#### [Exercise prompt]
Please update the post on overlapping communities: start at "This hypothesis is", stop after "hit a wall.", and swap "yoga class" for "cooking class".

#### [Source]
•••••
20 March 2014 ~ 0 Comments

When Dimensions Collide

The literature about community discovery, which deals with the problem of finding related groups of nodes in a network, is vast, interesting and full of potential practical applications. However, if I would have to give one critique of it, it would be about its self referential character. Most community discovery papers I read in computer science and physics journals are mainly about finding communities. Not much time is spent thinking about what to do with them, or what they mean. My first post in this blog was about a community discovery algorithm. Recently, an extended version of that paper has been accepted in a computer science journal. Since that first post, I (mainly) added some crucial modifications and features to the algorithm. I don’t want to talk about those here: they are boring. I also didn’t bring up this paper to boast about it. Okay, maybe a little. I did it because the paper touches upon the issue I am talking about here: it tries to do something with communities, it tries to explain something about them. Namely, it asks: why do communities overlap?

First of all: communities do overlap. When trying to detect them, many researchers realized that hard partitions, where each node can belong to one and only one community, are not always a good idea. Most of them found this a problem. Others were actually very happy: the problem gets harder! Nice! (Researchers are weird). Blinded by their enthusiasm, they started developing algorithms to deal with this overlap. Not many asked the question I am trying to answer here: why do communities overlap? As a result, some of these algorithms detect this overlap, but using approaches that do not really mean anything in real life, it’s just a mathematical trick. Others, instead, build the algorithm around a core hypothesis.

This hypothesis is nothing unheard of. Communities overlap because people have complex lives. Some of your college mates also attend your yoga class. And you know your significant other’s colleagues, which puts you in their community. All these communities have you as common member, and probably some more people too. The beauty of this is that it is not only intuitive: it works well in finding communities in real world social networks. So well that it is the assumption of my approach and of many others outstanding algorithms (this and this are the first two that pop into my mind, but there are probably many more). Another beautiful thing about it is that it is almost obvious, and so it is probably true. But here we hit a wall.
•••••
#### [Material]
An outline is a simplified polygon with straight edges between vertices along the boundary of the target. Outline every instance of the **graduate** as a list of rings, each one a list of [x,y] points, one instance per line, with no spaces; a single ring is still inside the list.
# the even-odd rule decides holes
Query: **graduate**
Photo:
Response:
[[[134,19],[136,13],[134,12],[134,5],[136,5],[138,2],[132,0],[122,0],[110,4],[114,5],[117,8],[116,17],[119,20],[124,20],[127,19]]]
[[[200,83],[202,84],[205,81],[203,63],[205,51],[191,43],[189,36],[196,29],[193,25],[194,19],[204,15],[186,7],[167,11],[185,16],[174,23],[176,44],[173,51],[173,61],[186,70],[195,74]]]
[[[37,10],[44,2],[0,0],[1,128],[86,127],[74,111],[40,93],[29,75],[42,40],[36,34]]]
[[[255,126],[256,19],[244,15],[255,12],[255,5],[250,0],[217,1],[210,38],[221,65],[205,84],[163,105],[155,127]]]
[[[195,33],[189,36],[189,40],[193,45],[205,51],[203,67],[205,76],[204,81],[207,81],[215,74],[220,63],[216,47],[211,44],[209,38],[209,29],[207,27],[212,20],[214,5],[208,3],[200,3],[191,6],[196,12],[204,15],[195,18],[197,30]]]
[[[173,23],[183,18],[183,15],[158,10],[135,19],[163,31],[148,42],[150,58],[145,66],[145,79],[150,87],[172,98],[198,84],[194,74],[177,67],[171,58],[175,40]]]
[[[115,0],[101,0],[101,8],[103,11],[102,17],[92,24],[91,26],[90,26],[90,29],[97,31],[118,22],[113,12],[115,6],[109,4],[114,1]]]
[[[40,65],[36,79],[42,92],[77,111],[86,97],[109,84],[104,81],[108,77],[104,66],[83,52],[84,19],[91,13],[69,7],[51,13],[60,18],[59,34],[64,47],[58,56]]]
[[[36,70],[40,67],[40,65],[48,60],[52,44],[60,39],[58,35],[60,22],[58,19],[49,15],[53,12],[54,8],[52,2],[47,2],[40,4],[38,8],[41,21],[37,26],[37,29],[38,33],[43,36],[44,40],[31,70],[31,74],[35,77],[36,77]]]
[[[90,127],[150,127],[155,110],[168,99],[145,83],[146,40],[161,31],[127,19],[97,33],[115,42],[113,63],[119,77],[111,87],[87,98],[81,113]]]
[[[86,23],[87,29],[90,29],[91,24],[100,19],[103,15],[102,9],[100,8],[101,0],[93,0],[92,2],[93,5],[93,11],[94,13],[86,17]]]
•••••
#### [Result for this exercise]
This hypothesis is nothing unheard of. Communities overlap because people have complex lives. Some of your college mates also attend your cooking class. And you know your significant other’s colleagues, which puts you in their community. All these communities have you as common member, and probably some more people too. The beauty of this is that it is not only intuitive: it works well in finding communities in real world social networks. So well that it is the assumption of my approach and of many others outstanding algorithms (this and this are the first two that pop into my mind, but there are probably many more). Another beautiful thing about it is that it is almost obvious, and so it is probably true. But here we hit a wall.